*Stated goal a*
In the interview below, what did RPJ give Reggie Dozier so that the home studio would get finished?

*Passage to read*
......

TLM: You came up with a novel solution – getting your then girlfriend’s friends to chant it out in the studio!
RPJ: That’s right, I didn’t think singing it was a good idea at all!
TLM: You also played almost every instrument on it and did most of the vocals.
RPJ: Yes, most of it’s me.
TLM: Not only did you go from session musician, to composer to artist, you then got into engineering. I believe this was forced on you because you’d book sessions for late at night, because it was cheaper, but then find that the engineer would fall asleep on you!
RPJ: People say “why did you want to play all of the instruments and engineer it and do all the rest of the stuff?” I’d say it’s not an ego thing, but in the beginning, I couldn’t afford to pay somebody! But I didn’t want be one of those people who’d say ‘I wanted to have a demo tape, but somebody didn’t do this, so I couldn’t get it together.’ People didn’t want to hear that so, I had to do everything myself, at least in the beginning.
Ray Parker Jr © and courtesy Ray Parker Jr
TLM: You built a home studio with engineer Reggie Dozier
RPJ: We wired it ourselves. I had to give Reggie my colour TV to finish it! He was doing it for free, but it was a bigger job than he’d envisioned. He was looking at my new colour TV and saying, “this is a lot more work than I thought.” Reggie just lived down the street so he was round mine all the time and we were sitting up late for weeks, soldering, putting all joints together and all kinds of stuff. So I said “Well, take my colour TV!” And we got it done.
TLM: Having your own studio must have liberated you in terms of recording
RPJ: Exactly. By then, I had written songs with a lot of people, Barry White, Chaka Khan and others. In order to get your record right, there’s a lot of experimentation. So to be able to sit at home with your own studio and try out different ideas; that’s it right there.

......

*Supplied material*

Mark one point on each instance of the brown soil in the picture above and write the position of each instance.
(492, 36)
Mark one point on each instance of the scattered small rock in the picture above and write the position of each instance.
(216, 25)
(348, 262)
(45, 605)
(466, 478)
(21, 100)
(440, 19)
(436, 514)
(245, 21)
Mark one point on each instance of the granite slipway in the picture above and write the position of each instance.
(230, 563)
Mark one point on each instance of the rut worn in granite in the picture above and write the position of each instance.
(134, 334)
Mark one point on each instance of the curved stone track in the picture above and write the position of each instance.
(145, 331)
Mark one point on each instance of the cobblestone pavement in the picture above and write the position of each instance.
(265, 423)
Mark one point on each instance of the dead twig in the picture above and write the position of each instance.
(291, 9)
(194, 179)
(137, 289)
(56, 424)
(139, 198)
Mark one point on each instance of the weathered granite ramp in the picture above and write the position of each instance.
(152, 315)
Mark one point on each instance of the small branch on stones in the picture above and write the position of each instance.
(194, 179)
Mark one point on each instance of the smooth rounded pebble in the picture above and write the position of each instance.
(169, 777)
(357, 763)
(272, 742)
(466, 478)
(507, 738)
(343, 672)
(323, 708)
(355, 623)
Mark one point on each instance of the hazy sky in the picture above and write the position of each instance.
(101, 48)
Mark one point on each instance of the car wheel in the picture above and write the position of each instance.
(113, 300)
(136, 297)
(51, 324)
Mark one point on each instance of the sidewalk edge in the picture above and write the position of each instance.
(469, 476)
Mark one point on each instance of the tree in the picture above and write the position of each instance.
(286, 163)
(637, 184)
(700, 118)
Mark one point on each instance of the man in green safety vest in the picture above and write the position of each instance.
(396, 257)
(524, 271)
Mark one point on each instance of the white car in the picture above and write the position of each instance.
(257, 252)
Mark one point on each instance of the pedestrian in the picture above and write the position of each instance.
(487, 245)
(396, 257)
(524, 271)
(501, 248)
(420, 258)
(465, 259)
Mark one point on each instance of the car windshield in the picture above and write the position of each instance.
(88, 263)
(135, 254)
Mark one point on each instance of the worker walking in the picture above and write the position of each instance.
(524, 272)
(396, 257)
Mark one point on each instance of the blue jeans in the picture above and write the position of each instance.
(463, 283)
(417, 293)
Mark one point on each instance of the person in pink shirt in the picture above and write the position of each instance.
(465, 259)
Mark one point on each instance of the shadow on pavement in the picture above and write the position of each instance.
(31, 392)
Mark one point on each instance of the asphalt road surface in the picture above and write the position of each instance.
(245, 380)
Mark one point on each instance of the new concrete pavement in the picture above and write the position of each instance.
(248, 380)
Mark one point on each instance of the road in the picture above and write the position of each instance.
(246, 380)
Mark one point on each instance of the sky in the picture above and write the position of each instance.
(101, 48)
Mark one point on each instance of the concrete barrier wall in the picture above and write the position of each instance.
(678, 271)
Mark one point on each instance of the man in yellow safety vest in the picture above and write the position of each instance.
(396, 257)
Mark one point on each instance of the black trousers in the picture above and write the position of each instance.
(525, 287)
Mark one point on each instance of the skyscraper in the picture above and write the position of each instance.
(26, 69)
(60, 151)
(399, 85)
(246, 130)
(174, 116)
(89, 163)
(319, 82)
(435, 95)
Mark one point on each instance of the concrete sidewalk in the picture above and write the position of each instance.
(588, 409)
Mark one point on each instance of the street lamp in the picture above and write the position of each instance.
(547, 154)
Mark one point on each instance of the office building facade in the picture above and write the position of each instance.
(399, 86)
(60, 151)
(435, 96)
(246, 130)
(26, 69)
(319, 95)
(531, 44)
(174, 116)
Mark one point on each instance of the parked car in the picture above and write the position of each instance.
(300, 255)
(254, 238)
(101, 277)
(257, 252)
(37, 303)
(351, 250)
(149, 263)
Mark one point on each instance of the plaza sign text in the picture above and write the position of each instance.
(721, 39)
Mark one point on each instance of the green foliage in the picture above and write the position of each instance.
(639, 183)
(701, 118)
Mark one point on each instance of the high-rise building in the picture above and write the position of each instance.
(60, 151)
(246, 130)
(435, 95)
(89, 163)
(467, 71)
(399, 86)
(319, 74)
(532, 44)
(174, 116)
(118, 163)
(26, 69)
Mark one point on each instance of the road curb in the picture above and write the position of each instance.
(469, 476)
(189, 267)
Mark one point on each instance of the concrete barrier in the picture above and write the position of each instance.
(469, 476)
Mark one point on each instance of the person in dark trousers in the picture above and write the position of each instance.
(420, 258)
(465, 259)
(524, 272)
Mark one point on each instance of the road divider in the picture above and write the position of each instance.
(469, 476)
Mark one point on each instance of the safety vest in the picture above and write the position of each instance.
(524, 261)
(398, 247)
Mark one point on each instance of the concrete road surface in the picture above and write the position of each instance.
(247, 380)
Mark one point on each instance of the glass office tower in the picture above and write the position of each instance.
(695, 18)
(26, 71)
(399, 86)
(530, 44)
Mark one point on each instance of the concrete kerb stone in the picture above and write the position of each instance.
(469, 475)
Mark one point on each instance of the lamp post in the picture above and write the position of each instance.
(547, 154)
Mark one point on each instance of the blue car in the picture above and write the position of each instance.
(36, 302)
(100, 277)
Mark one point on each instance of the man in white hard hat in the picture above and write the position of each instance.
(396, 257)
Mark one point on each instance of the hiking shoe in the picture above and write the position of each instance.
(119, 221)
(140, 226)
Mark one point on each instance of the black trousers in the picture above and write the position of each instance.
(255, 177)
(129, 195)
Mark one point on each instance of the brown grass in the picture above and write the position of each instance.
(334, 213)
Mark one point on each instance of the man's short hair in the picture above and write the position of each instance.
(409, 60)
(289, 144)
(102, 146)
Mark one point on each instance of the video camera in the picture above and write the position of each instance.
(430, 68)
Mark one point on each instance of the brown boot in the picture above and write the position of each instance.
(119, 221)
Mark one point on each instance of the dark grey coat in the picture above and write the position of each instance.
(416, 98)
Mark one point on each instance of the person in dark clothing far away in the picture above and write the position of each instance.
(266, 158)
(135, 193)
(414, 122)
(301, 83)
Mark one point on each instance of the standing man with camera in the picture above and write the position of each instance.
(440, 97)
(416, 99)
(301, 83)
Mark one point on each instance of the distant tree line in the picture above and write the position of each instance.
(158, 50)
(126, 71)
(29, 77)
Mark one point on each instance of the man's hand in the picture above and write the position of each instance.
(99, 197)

......

*Stated goal b*
Extract each line of the entries above that contains the word "pavement".

*Task answer a*
His color TV.

*Task answer b*
Mark one point on each instance of the cobblestone pavement in the picture above and write the position of each instance.
Mark one point on each instance of the shadow on pavement in the picture above and write the position of each instance.
Mark one point on each instance of the new concrete pavement in the picture above and write the position of each instance.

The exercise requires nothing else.